Required work »
Filter these entries down to the lines that hold the word "with", and show each of them.

(Saved entries)

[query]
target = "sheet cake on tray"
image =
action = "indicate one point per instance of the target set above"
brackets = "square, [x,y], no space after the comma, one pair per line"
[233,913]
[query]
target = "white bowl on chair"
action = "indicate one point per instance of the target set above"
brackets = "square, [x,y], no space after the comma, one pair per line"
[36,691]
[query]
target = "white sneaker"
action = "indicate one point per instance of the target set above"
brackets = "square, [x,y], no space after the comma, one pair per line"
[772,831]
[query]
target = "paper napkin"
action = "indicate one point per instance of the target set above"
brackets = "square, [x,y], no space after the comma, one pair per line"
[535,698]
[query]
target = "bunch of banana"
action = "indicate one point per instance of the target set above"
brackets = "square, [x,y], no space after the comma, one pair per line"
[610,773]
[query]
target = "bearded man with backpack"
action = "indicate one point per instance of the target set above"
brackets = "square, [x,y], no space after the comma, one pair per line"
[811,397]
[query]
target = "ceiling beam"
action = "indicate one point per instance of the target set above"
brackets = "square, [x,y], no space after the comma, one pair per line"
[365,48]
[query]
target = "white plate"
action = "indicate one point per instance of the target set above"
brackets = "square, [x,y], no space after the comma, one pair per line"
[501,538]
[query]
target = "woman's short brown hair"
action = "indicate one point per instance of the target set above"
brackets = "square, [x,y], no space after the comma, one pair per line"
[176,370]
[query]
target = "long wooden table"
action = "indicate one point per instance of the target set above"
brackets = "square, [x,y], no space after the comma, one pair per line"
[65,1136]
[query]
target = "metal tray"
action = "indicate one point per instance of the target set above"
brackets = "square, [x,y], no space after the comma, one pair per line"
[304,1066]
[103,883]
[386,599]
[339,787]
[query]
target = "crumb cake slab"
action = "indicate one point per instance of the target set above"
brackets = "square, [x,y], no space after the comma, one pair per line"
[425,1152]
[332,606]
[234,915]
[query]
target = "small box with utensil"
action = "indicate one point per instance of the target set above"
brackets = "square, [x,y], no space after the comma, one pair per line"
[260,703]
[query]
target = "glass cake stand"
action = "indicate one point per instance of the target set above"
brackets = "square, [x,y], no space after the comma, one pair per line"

Answer section »
target = "bearded man with backpack"
target = "small box with utensil"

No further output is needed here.